Task.
Change "duck" to "bird" throughout the part that opens with the line containing "Any snow — is" and closes with the line containing "[429,250,555,329]", and return only those lines with nothing else altered.

(Excerpts of bounding box data)
______

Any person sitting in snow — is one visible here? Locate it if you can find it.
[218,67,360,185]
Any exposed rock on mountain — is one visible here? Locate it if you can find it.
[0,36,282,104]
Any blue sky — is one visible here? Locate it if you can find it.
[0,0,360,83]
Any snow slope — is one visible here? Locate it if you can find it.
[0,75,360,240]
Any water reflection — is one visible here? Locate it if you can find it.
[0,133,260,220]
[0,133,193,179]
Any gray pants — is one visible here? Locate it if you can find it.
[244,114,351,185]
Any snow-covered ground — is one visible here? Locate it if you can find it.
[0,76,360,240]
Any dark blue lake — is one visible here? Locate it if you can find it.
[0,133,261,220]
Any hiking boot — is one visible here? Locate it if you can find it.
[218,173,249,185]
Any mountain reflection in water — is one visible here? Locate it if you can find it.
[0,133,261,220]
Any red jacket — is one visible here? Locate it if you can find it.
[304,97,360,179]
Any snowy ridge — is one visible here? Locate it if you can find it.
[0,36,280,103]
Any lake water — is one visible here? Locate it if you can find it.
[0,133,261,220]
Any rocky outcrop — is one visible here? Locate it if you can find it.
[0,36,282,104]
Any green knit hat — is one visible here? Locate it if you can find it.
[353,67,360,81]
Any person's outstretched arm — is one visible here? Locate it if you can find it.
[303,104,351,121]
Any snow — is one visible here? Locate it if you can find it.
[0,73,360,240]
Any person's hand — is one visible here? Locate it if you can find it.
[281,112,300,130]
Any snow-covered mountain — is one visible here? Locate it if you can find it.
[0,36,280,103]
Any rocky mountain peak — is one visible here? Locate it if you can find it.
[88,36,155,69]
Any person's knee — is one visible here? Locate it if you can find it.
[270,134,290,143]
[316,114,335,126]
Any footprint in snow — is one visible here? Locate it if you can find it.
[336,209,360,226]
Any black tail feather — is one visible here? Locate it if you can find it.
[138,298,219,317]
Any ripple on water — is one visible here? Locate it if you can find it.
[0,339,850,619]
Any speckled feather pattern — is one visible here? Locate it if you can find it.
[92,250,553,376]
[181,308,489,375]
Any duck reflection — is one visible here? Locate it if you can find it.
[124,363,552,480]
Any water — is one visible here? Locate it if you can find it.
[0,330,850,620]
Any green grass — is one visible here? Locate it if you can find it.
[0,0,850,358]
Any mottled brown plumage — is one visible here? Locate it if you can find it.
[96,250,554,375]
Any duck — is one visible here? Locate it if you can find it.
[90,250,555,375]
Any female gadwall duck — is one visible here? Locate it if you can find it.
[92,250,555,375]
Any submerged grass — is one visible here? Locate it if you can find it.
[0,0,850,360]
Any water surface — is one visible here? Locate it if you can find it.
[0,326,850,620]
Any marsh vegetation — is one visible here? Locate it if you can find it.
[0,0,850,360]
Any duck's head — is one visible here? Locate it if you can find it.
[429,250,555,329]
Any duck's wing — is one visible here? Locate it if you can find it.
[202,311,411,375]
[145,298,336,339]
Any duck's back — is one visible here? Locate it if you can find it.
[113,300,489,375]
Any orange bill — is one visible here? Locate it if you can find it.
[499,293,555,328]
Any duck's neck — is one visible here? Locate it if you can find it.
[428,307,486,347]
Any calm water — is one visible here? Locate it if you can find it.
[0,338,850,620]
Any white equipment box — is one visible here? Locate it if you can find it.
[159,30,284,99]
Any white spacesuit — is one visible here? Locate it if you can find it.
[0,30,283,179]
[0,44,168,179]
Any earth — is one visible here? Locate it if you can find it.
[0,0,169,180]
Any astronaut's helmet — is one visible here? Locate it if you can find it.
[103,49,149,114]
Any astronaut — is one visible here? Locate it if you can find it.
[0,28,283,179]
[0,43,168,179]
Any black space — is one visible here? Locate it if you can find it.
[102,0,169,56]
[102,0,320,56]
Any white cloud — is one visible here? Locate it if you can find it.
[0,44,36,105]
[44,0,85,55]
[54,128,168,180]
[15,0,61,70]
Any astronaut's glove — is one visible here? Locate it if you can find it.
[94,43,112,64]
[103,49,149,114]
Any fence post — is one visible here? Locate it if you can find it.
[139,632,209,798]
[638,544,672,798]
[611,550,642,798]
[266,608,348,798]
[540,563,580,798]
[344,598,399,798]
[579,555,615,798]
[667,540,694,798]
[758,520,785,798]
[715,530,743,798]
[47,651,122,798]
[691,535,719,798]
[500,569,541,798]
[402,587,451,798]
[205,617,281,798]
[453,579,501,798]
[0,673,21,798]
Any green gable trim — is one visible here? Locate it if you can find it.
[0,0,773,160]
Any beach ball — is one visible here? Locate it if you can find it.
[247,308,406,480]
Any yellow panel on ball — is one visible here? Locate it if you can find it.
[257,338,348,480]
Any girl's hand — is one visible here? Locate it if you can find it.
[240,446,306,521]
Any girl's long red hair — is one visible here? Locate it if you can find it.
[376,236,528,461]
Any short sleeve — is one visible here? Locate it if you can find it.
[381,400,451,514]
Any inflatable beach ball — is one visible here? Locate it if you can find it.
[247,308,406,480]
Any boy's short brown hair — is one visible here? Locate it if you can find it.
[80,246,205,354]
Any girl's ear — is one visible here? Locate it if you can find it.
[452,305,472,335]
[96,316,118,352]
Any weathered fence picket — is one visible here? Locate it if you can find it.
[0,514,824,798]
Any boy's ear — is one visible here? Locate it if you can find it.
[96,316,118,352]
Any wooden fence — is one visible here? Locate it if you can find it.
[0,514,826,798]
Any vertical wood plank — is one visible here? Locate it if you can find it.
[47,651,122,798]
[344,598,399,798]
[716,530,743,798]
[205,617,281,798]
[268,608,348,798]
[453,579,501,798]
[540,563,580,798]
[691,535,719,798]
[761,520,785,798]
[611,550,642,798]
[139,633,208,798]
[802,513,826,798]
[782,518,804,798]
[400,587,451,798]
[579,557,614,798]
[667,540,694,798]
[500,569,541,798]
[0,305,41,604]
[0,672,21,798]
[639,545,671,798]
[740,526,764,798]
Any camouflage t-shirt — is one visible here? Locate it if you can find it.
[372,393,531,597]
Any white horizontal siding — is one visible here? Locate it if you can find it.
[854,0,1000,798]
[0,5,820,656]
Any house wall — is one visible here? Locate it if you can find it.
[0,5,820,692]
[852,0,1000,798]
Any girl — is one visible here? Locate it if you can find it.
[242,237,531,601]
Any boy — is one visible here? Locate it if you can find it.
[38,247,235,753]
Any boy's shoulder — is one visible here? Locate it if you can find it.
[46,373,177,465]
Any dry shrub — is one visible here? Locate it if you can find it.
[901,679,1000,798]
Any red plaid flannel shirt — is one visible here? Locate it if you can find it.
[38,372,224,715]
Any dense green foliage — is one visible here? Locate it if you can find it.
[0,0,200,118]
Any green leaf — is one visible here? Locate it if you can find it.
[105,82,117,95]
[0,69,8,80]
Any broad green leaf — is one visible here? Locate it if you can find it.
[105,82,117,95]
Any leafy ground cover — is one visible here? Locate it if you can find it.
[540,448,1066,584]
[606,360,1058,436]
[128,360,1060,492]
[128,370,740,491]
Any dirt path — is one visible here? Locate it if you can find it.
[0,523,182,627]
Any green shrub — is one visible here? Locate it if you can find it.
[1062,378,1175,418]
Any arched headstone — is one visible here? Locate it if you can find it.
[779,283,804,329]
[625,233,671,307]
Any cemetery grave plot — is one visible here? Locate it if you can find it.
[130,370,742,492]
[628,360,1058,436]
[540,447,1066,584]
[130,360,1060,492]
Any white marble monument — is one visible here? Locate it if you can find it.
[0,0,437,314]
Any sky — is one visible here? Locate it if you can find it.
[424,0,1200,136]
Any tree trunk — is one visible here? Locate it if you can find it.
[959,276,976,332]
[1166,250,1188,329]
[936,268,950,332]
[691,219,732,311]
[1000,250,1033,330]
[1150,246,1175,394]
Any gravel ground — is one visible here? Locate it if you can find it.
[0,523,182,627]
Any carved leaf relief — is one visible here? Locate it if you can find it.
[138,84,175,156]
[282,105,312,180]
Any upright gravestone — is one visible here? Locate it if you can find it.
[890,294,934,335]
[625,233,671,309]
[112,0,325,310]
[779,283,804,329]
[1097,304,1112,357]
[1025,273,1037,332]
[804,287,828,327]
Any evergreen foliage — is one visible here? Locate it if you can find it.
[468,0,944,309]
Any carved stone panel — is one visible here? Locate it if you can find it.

______

Written response.
Any snow — is one visible here? Locate it if you can find it.
[0,73,360,240]
Any person's hand — is one visible here? Locate it if you can find it.
[281,112,300,130]
Any snow-covered mountain — is one visible here? Locate it if you can find it.
[0,36,280,103]
Any rocky mountain peak — is one visible here? Locate it if you can find it.
[88,36,155,69]
Any person's knee — is one visible here? Locate it if you can find it.
[270,134,290,143]
[316,114,335,126]
Any footprint in snow — is one visible here? Locate it if you can find it.
[336,209,360,226]
Any black tail feather — is one visible here? Locate it if you can find it.
[138,298,219,317]
Any ripple on water — is one visible here? Locate it if you can find it.
[0,339,850,619]
Any speckled feather pattern — is one visible here? Locate it if you can find it.
[92,250,553,376]
[181,308,489,375]
Any bird reflection — is one visible here? Locate it if you can find it.
[124,363,552,480]
Any water — is one visible here? Locate it if you can find it.
[0,330,850,620]
Any green grass — is one visible here? Locate it if you can find it.
[0,0,850,358]
Any mottled brown plumage — is one visible here? Locate it if you can find it.
[96,250,554,375]
Any bird — is one visible here? Locate it if you can find it.
[90,250,555,375]
Any female gadwall bird — is one visible here? Locate it if you can find it.
[92,250,555,375]
Any submerged grass — is one visible here? Locate it if you can find it.
[0,0,850,360]
Any water surface — is one visible here? Locate it if you can find it.
[0,326,850,620]
Any marsh vegetation — is one visible here? Locate it if you can find it.
[0,0,850,360]
Any bird's head — is one visible here? Locate it if you can find it.
[429,250,555,329]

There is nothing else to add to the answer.